# The problem
Can you render all of the material below as a Markdown table with the columns "Row" and "Line", giving each line its own numbered row and leaving out blank lines?

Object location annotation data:
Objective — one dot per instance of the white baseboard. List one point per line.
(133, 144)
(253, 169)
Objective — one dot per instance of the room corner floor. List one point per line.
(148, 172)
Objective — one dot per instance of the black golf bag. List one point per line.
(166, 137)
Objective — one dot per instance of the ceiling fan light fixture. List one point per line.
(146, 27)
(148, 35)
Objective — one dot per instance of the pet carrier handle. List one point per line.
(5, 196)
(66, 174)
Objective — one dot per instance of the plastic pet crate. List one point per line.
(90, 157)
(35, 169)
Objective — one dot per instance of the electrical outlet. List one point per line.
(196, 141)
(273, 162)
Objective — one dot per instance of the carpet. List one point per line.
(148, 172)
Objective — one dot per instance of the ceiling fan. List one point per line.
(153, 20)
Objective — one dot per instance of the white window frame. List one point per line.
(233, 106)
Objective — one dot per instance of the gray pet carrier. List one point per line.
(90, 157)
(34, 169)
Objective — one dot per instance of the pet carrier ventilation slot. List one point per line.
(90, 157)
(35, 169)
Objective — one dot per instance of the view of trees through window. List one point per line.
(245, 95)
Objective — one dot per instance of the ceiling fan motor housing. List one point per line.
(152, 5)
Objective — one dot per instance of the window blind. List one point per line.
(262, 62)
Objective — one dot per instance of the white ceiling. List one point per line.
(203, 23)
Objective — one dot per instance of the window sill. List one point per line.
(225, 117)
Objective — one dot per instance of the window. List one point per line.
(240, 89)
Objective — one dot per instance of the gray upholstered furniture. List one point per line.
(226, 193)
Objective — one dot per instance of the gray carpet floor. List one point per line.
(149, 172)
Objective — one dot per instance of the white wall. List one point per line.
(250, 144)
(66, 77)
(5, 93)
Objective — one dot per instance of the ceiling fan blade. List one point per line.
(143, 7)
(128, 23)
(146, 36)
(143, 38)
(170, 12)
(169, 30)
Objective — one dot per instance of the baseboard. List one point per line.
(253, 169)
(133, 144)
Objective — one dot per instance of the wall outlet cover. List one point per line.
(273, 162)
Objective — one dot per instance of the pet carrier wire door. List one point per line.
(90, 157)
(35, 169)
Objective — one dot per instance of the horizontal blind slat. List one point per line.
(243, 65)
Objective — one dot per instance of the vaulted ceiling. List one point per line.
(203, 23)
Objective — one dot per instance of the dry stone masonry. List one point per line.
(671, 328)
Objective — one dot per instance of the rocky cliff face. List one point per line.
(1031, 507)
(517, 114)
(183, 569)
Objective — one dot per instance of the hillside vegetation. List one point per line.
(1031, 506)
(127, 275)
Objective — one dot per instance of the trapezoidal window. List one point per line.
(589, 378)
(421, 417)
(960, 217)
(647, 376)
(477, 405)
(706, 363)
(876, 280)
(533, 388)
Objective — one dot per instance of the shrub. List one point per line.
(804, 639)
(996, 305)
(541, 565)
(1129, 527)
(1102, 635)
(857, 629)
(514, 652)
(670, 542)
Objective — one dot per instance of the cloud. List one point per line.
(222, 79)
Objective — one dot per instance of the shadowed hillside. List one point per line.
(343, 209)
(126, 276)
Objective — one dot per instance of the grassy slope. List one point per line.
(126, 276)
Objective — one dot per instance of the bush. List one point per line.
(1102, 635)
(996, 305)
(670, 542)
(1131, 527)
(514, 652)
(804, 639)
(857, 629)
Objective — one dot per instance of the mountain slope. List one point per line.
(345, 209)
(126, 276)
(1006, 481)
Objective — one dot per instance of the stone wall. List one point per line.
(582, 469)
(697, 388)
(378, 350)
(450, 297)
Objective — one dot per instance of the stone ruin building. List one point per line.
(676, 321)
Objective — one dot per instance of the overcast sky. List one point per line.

# Written response
| Row | Line |
|---|---|
| 1 | Objective — one dot per instance of the white baseboard. List one point per line. |
| 2 | (133, 144) |
| 3 | (253, 169) |
| 4 | Objective — one dot per instance of the room corner floor. List one point per line. |
| 5 | (148, 172) |
| 6 | Objective — one dot per instance of the black golf bag. List one point per line. |
| 7 | (166, 137) |
| 8 | Objective — one dot per instance of the ceiling fan light fixture. List one point per line. |
| 9 | (146, 27) |
| 10 | (148, 35) |
| 11 | Objective — one dot per instance of the pet carrier handle. List one point per line. |
| 12 | (5, 196) |
| 13 | (66, 174) |
| 14 | Objective — one dot per instance of the plastic pet crate. List one point per line. |
| 15 | (90, 157) |
| 16 | (35, 169) |
| 17 | Objective — one dot per instance of the electrical outlet. List one point per line. |
| 18 | (196, 141) |
| 19 | (273, 162) |
| 20 | Objective — one dot per instance of the carpet. List one point per line. |
| 21 | (148, 172) |
| 22 | Objective — one dot per instance of the ceiling fan. List one point per line. |
| 23 | (153, 20) |
| 24 | Objective — one dot per instance of the white window frame. List one point per line. |
| 25 | (233, 106) |
| 26 | Objective — one dot per instance of the gray pet carrier. List one point per line. |
| 27 | (90, 157) |
| 28 | (34, 169) |
| 29 | Objective — one dot per instance of the pet carrier ventilation slot. List one point per line. |
| 30 | (90, 157) |
| 31 | (35, 169) |
| 32 | Objective — one dot per instance of the view of trees through window. List one point per line. |
| 33 | (245, 95) |
| 34 | Objective — one dot per instance of the ceiling fan motor housing. List one point per line. |
| 35 | (152, 5) |
| 36 | Objective — one dot per instance of the window blind. List one point per line. |
| 37 | (262, 62) |
| 38 | Objective — one dot per instance of the white ceiling. List one point per line. |
| 39 | (203, 23) |
| 40 | Objective — one dot per instance of the window sill. List one point per line. |
| 41 | (225, 117) |
| 42 | Objective — one dot per instance of the window. List one point per line. |
| 43 | (240, 89) |
| 44 | Objective — one dot per instance of the gray upholstered furniture. List one point per line. |
| 45 | (226, 193) |
| 46 | Objective — one dot per instance of the gray carpet floor. List one point per line. |
| 47 | (149, 172) |
| 48 | Objective — one dot per instance of the white wall. List one point per line. |
| 49 | (250, 144) |
| 50 | (66, 77) |
| 51 | (5, 93) |
| 52 | Objective — one dot per instance of the ceiling fan blade. List one point per line. |
| 53 | (143, 7) |
| 54 | (128, 23) |
| 55 | (146, 36) |
| 56 | (143, 38) |
| 57 | (170, 12) |
| 58 | (169, 30) |
| 59 | Objective — one dot per instance of the baseboard. List one point per line. |
| 60 | (253, 169) |
| 61 | (133, 144) |
| 62 | Objective — one dot per instance of the wall outlet cover. List one point per line. |
| 63 | (273, 162) |
| 64 | Objective — one dot per instance of the pet carrier wire door. List one point per line. |
| 65 | (90, 157) |
| 66 | (35, 169) |
| 67 | Objective — one dot per instance of the horizontal blind slat. List one point per line. |
| 68 | (243, 65) |
| 69 | Objective — one dot per instance of the vaulted ceiling. List one point per line. |
| 70 | (203, 23) |
| 71 | Objective — one dot per instance of the dry stone masonry. List one point per line. |
| 72 | (671, 328) |
| 73 | Objective — one dot per instance of the rocky cliff face. List one point per line. |
| 74 | (1031, 507) |
| 75 | (517, 114) |
| 76 | (183, 569) |
| 77 | Objective — one dot per instance of the hillside vegetation. List one point per line. |
| 78 | (1031, 506) |
| 79 | (127, 275) |
| 80 | Objective — one dot per instance of the trapezoidal window. List one point per line. |
| 81 | (589, 378) |
| 82 | (421, 417) |
| 83 | (960, 217) |
| 84 | (647, 376) |
| 85 | (477, 405) |
| 86 | (706, 363) |
| 87 | (876, 280) |
| 88 | (533, 388) |
| 89 | Objective — one dot per instance of the shrub. List one point per line. |
| 90 | (804, 639) |
| 91 | (996, 305) |
| 92 | (541, 565) |
| 93 | (1129, 527) |
| 94 | (1102, 635) |
| 95 | (857, 629) |
| 96 | (514, 652) |
| 97 | (670, 542) |
| 98 | Objective — one dot per instance of the cloud. List one point per line. |
| 99 | (222, 79) |
| 100 | Objective — one dot per instance of the shadowed hillside. List one point per line. |
| 101 | (343, 209) |
| 102 | (126, 276) |
| 103 | Objective — one dot per instance of the grassy slope. List one point per line. |
| 104 | (126, 276) |
| 105 | Objective — one dot per instance of the bush. List one point per line. |
| 106 | (1102, 635) |
| 107 | (996, 305) |
| 108 | (670, 542) |
| 109 | (1131, 527) |
| 110 | (514, 652) |
| 111 | (804, 639) |
| 112 | (857, 629) |
| 113 | Objective — one dot per instance of the mountain slope. List one point per line. |
| 114 | (345, 209) |
| 115 | (126, 276) |
| 116 | (1006, 481) |
| 117 | Objective — one dot per instance of the stone wall. List one point per line. |
| 118 | (582, 469) |
| 119 | (697, 388) |
| 120 | (378, 350) |
| 121 | (450, 297) |
| 122 | Objective — one dot per instance of the stone ruin building. List one point per line. |
| 123 | (676, 321) |
| 124 | Objective — one dot per instance of the overcast sky. List one point per line. |